§ **WHAT TO DO**:
Each entry below should be returned exactly as is, with the pictures removed.

Saved entries:

_____

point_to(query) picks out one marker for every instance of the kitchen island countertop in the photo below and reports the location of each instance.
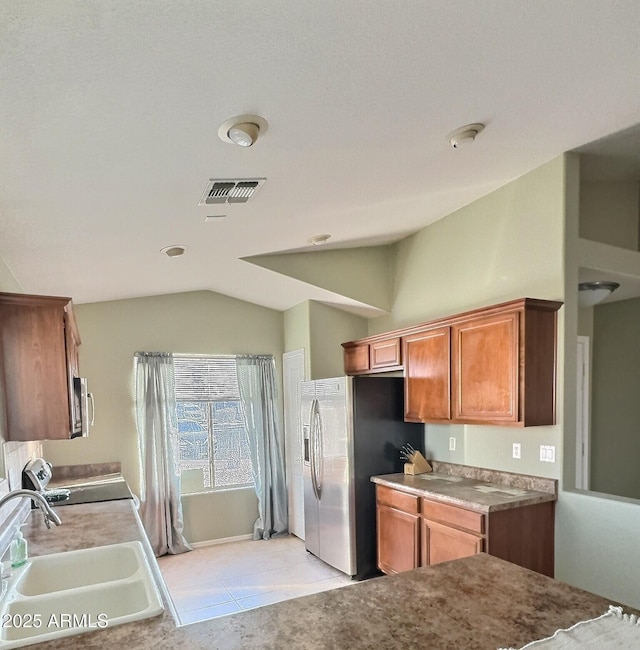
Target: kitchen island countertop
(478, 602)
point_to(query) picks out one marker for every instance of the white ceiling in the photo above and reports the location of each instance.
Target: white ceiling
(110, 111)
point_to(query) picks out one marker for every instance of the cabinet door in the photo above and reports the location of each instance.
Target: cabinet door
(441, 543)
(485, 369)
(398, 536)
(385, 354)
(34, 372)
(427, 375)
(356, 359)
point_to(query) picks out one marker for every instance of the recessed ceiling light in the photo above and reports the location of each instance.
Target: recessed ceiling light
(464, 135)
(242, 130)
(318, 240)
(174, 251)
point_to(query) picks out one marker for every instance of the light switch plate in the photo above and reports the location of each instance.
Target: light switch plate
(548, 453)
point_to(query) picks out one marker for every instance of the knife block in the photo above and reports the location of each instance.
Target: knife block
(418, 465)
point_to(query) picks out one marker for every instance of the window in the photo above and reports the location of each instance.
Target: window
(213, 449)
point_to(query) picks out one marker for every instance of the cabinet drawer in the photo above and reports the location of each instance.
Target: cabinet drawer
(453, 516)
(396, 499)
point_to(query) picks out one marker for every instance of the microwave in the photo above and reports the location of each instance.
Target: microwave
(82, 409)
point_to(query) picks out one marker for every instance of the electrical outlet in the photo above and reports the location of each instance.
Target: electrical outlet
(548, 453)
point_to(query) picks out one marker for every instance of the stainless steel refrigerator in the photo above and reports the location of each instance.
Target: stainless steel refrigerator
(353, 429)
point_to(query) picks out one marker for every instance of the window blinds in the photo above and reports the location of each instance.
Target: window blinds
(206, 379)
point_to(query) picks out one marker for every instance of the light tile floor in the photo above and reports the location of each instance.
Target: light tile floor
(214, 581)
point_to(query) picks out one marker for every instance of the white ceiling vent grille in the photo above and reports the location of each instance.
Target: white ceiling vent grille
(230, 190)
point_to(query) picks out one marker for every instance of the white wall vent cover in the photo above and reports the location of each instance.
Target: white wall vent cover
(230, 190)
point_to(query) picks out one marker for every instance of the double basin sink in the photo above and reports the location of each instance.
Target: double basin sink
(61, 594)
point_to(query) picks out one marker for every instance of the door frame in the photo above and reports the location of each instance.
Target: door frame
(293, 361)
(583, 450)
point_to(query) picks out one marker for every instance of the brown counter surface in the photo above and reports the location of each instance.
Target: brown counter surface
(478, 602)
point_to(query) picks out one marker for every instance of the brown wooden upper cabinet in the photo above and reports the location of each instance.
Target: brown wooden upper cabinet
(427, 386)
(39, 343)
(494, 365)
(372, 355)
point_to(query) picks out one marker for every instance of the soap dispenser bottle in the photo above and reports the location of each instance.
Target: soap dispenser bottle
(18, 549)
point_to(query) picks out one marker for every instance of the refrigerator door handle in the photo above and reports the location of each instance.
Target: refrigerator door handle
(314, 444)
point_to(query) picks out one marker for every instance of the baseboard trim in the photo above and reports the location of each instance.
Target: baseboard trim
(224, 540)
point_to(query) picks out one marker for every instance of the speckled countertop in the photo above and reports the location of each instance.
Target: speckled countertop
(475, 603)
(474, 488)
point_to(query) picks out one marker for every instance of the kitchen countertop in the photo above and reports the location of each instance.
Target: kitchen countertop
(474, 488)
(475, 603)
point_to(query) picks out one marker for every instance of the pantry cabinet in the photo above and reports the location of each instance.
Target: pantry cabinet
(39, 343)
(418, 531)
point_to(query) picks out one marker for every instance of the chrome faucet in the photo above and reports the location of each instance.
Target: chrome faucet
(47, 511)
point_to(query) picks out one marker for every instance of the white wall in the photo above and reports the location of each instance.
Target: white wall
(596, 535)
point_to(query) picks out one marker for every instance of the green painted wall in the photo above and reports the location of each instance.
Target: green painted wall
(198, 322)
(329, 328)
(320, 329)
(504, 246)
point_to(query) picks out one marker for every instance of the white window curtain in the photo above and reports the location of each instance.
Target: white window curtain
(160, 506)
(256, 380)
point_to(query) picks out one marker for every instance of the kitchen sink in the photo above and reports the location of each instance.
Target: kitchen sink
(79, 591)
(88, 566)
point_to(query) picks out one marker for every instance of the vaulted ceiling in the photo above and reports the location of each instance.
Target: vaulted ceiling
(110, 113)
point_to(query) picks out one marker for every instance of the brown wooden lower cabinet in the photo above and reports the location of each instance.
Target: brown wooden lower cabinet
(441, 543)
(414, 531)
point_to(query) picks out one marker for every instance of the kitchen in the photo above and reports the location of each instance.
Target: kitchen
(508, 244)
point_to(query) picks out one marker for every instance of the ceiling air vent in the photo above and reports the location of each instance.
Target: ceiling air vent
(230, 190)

_____

§ **FINISHED EXERCISE**:
point_to(query) picks out one marker for every instance of the kitchen island countertop in the photo below and reports the location of each instance.
Target: kitchen island countertop
(478, 602)
point_to(query) picks out one marker for every instance of the white ceiling in the photo above and reports the location of each instance.
Target: white ceiling
(110, 111)
point_to(query) picks out one marker for every instance of the cabinet door in the photo above and reports the location of each instance.
Target: cabinet door
(441, 543)
(485, 369)
(398, 536)
(385, 354)
(34, 372)
(427, 375)
(356, 359)
point_to(query) picks out one marker for every instance of the recessed ceiling light in the photo above and reports the location of each instance.
Target: recessed ceiling light
(464, 135)
(242, 130)
(318, 240)
(174, 251)
point_to(query) picks out one marker for every instance of the light switch plate in the photo above and reports the location of each instance.
Target: light switch plate
(548, 453)
point_to(query) picks out one marker for every instance of the knife block in the photo above and reports the location of each instance.
Target: knife block
(418, 465)
point_to(query) picks out one marker for every instance of the window in the photo above and reports the location of each instance.
Target: window
(213, 449)
point_to(query) picks out one marker for every instance of the cabinet drawer in the photo above and reports the location of each instance.
Target: cabinet drawer
(453, 516)
(396, 499)
point_to(query) picks out one marker for every instance of the microwave in the photo above and reports the location of each instance.
Target: microwave
(82, 409)
point_to(query) picks out one marker for every instance of the electrical outlet in the photo above and reports the location of each instance.
Target: electrical outlet
(548, 453)
point_to(query) picks out one marker for every instance of the stainless steel refrigerator in the photo above and reports the location of each instance.
Target: stainless steel refrigerator
(353, 429)
point_to(query) picks out one marker for every instance of the window blinds in the photo above and reports the location of each instance.
Target: window blinds
(206, 379)
point_to(query) picks out one marker for every instance of the light tile floor in the photo above and reports the location of each instance.
Target: light tile floor
(214, 581)
point_to(query) picks out one marker for every instance of the white ceiling vent grille in the photo above and reports the location of each instance.
Target: white ceiling vent grille
(230, 190)
point_to(query) picks out one marker for every instance of the white wall vent cover in the photo above and reports the location of each instance.
Target: white wall vent cover
(230, 190)
point_to(query) picks out one marker for every instance of the double basin sink in the photo above and reports the location of each instance.
Target: double basin sink
(61, 594)
point_to(query) picks out one marker for every instance of the door frame in the photo above and reports the location of each instance.
Target: door frame
(293, 361)
(583, 450)
point_to(query) picks out one marker for every instance of the brown counter surface in the photo above and reports the location of each instance.
Target: brown counter surface
(478, 602)
point_to(query) picks out one marker for every instance of the brown wooden upper cabinet in the photo above and reports the location of each instance.
Target: brown wooden upper cabinet
(427, 386)
(39, 343)
(494, 365)
(372, 355)
point_to(query) picks out one marker for every instance of the soap dispenser bottle in the photo above and reports the location of each instance.
Target: soap dispenser bottle
(18, 549)
point_to(query) picks out one marker for every instance of the refrigerator door handle in the photo above and reports the location of each instance.
Target: refrigerator door handle
(314, 444)
point_to(query) picks out one marker for every instance of the baseboard trim in the photo above and reports the location of each instance.
Target: baseboard trim
(224, 540)
point_to(query) picks out one marker for every instance of the speckled countertop in the photo above and reports the location of each instance.
Target: speckled countertop
(475, 603)
(474, 488)
point_to(query) picks out one marker for every instance of the kitchen countertop in the photo above and reports the location of each instance.
Target: kitchen countertop
(474, 488)
(475, 603)
point_to(query) picks out one marker for every instance of the pantry cabinet in the photo above and reports the location of each instance.
Target: pantry cabinet
(39, 343)
(418, 531)
point_to(query) picks out one marker for every instance of the chrome faucet in the photo above and reports the location of each instance.
Target: chrome faucet
(47, 511)
point_to(query) picks out one marker for every instance of the white wall in the photo above and reports the location of each instance.
Target: white wall
(596, 535)
point_to(query) picks out one marker for every instance of the green painted wall in the photo above and reports the location of each instance.
Target: green painted wall
(198, 322)
(329, 328)
(320, 329)
(504, 246)
point_to(query) picks out one marker for every instance of the white window curtain in the photo above and reports the location of each instance.
Target: white window curtain
(160, 506)
(256, 380)
point_to(query) picks out one marker for every instance of the kitchen sink in the photo above and reports the location of each instance.
Target: kitchen sink
(79, 591)
(88, 566)
point_to(query) picks out one marker for every instance of the vaulted ceiling in the photo above and reports the location of each instance.
Target: vaulted ceiling
(110, 113)
point_to(query) picks out one marker for every instance of the brown wooden lower cabinet in the photo above and reports the location of each instance.
Target: brown wooden lower cabinet
(441, 543)
(414, 531)
point_to(query) picks out one marker for every instance of the kitchen in the photo above and reports the location of each instance.
Target: kitchen
(508, 244)
point_to(query) picks out one marker for every instance of the ceiling air vent in the photo above and reports the location of each instance.
Target: ceiling air vent
(230, 190)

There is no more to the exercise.